▸ **ESTRATTO DELLA FONTE**:
● ● ● ● ● ● ●
Il nero non rappresenta solo il lutto. Kapoor, Quinn, Burri: quando quel colore in arte dà luce e fa tendenza
Chi dice che il colore più scuro è sempre sinonimo di pensieri cupi? Può essere ambivalente e perfino luminoso come dimostrano due mostre a Firenze, di Anish Kapoor e di Nathaniel Mary Quinn, e una a Perugia con opere di Burri e Perugino
Chi dice che il nero non possa essere anche un colore luminoso? Non può essere anche fonte di gioia senza rimandare per forza a stati d’animo quali “essere d’umor nero” o attraversare “giorni neri”? Deve rappresentare, almeno in occidente, solo il lutto? Certo che no.
La moda lo sa bene, lo sapeva bene un secolo fa il pittore russo suprematista Malevic. Sulle tante ambivalenze del pigmento più oscuro ha indagato uno studioso dei colori, Michel Pastoureau, nel suo saggio “Nero. Storia di un colore” (Ponte alle Grazie, 288 pagine, 15 euro, clicca qui per la scheda editoriale e le prime pagine del libro), mentre in questo autunno-inverno almeno tre mostre invitano a guardare al nero senza fare gli scongiuri né a cadere in depressione: anzi, al contrario, parlano di neri in grado di stimolare curiosità, gioco, riflessioni, confronti, non pensieri depressivi. Due appuntamenti sono a Firenze: a Palazzo Strozzi e, suddiviso in due sezioni, al Museo Novecento e al Museo Stefano Bardini; un terzo appuntamento è a Palazzo Baldeschi al Corso a Perugia.
● ● ● ● ● ● ●
▸ **ESERCIZI PROPOSTI**:
(1) Indica se ciascuna affermazione concorda con l'articolo sul nero nell'arte, rispondendo sì o no e citando testualmente le parole decisive: (a) le mostre allestite a Firenze sono due; (b) il saggio di Michel Pastoureau conta 320 pagine; (c) Malevic era un pittore francese.
(2) Ricopia dall'articolo sul nero nell'arte il tratto che va da «La moda lo sa» fino a «Corso a Perugia.».
(3) Secondo l'articolo sul nero nell'arte, in quale città si trova Palazzo Baldeschi al Corso?
Le righe qui riportate provengono da una fonte diversa dall'articolo sul nero nell'arte.

▸ **RIGHE FORNITE**:
● ● ● ● ● ● ●
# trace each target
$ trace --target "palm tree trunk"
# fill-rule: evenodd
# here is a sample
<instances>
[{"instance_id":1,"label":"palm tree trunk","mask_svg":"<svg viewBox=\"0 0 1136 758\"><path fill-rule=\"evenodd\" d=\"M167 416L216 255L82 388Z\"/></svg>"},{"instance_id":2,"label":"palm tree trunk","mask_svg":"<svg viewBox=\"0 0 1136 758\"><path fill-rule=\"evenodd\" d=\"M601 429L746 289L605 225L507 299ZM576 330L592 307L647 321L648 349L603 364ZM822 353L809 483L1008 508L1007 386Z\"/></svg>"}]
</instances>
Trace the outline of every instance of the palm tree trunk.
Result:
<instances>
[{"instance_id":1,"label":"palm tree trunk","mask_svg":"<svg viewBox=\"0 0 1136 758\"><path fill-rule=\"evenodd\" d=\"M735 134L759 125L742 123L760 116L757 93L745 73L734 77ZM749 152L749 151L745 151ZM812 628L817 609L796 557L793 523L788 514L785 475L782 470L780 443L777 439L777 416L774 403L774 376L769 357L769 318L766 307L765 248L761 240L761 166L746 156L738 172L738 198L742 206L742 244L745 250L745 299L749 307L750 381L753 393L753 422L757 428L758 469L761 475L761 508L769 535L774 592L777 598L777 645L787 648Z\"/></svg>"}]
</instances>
● ● ● ● ● ● ●
▸ **RISPOSTE ATTESE**:
(1) (a) Sì: «Due appuntamenti sono a Firenze». (b) No: «288 pagine». (c) No: «il pittore russo suprematista Malevic».

(2)
La moda lo sa bene, lo sapeva bene un secolo fa il pittore russo suprematista Malevic. Sulle tante ambivalenze del pigmento più oscuro ha indagato uno studioso dei colori, Michel Pastoureau, nel suo saggio “Nero. Storia di un colore” (Ponte alle Grazie, 288 pagine, 15 euro, clicca qui per la scheda editoriale e le prime pagine del libro), mentre in questo autunno-inverno almeno tre mostre invitano a guardare al nero senza fare gli scongiuri né a cadere in depressione: anzi, al contrario, parlano di neri in grado di stimolare curiosità, gioco, riflessioni, confronti, non pensieri depressivi. Due appuntamenti sono a Firenze: a Palazzo Strozzi e, suddiviso in due sezioni, al Museo Novecento e al Museo Stefano Bardini; un terzo appuntamento è a Palazzo Baldeschi al Corso a Perugia.

(3) A Perugia.